## PROBLEM DESCRIPTION
Copy the listing below word for word, leaving out the pictures.

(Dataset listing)
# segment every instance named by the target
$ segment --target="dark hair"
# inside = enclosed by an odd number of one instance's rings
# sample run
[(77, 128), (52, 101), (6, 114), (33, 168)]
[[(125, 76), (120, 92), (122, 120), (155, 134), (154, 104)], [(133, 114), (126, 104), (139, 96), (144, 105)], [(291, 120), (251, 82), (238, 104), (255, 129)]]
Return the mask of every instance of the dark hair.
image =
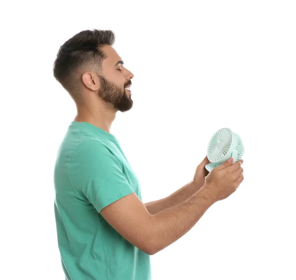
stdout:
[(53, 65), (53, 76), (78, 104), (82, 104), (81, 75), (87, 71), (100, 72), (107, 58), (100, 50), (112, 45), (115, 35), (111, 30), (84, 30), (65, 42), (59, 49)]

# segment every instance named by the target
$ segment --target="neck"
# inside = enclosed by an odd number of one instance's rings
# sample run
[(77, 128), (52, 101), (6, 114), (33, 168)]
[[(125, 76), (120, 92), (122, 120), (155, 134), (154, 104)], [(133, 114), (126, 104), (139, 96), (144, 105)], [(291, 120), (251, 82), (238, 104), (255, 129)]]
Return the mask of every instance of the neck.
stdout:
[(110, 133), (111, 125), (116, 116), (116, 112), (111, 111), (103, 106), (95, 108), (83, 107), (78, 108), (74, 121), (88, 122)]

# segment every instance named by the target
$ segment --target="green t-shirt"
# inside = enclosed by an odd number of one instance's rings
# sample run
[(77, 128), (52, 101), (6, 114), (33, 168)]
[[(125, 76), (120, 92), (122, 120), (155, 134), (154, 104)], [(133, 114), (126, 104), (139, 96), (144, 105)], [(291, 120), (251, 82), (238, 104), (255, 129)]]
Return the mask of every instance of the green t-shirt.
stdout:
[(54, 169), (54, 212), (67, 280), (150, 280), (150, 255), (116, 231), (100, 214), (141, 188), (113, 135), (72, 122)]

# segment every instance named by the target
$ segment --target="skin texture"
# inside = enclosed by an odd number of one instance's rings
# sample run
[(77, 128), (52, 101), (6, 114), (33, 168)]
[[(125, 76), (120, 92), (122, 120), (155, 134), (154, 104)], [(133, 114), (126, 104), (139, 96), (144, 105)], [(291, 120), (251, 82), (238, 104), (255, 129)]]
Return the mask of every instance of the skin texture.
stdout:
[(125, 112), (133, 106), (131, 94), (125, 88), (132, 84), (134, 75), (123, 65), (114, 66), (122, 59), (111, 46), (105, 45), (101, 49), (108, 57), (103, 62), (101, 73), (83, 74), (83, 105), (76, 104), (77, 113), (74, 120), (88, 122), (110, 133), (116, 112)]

## SOLUTION
# segment every instance named by the target
$ segment --target="dark hair"
# inside = enclosed by an odd number of one instance's rings
# sample run
[(77, 128), (52, 101), (6, 114), (33, 168)]
[[(125, 76), (120, 92), (122, 120), (155, 134), (154, 104)], [(133, 114), (126, 104), (139, 96), (144, 105)], [(291, 120), (251, 82), (238, 104), (255, 129)]]
Return the mask of every instance of the dark hair.
image =
stdout:
[(53, 65), (53, 76), (78, 104), (82, 104), (81, 75), (87, 71), (100, 72), (107, 58), (100, 50), (112, 45), (115, 35), (111, 30), (84, 30), (65, 42), (59, 49)]

# segment every instance named by the target
$ segment --target="neck"
# inside = enclosed by an odd number of one instance's rings
# sample run
[(77, 128), (52, 101), (6, 114), (33, 168)]
[[(125, 76), (120, 92), (122, 120), (155, 134), (154, 104)], [(133, 114), (126, 104), (139, 96), (144, 105)], [(291, 120), (251, 82), (238, 104), (255, 129)]]
Return the mask of every instance of the neck.
stdout:
[(110, 133), (111, 125), (116, 116), (116, 112), (111, 111), (103, 106), (95, 108), (83, 107), (78, 108), (74, 121), (88, 122)]

# segment every instance named by the target
$ segment --target="green t-shirt"
# inside = enclosed by an odd number of one instance's rings
# sample run
[(77, 128), (52, 101), (6, 114), (33, 168)]
[[(125, 76), (120, 92), (122, 120), (155, 134), (154, 104)], [(133, 114), (126, 104), (139, 96), (144, 105)], [(291, 120), (251, 82), (238, 104), (255, 129)]]
Return the mask of every instance of the green t-shirt.
stdout:
[(54, 169), (54, 212), (67, 280), (150, 280), (150, 255), (116, 231), (100, 214), (141, 188), (113, 135), (72, 122)]

# segment every instance named by the target
$ segment --target="skin texture"
# inside = enclosed by an odd number of one instance's rings
# sample run
[(77, 128), (52, 101), (6, 114), (33, 168)]
[[(125, 76), (120, 92), (122, 120), (155, 134), (154, 104)], [(133, 114), (126, 104), (139, 96), (144, 105)], [(291, 120), (251, 82), (238, 104), (255, 129)]]
Return the mask of every instance of the skin texture.
stdout:
[(125, 112), (133, 106), (131, 94), (125, 88), (132, 84), (134, 75), (123, 65), (114, 66), (122, 59), (111, 46), (105, 45), (101, 49), (108, 57), (103, 62), (101, 73), (83, 74), (83, 105), (76, 104), (77, 113), (74, 120), (88, 122), (110, 133), (116, 112)]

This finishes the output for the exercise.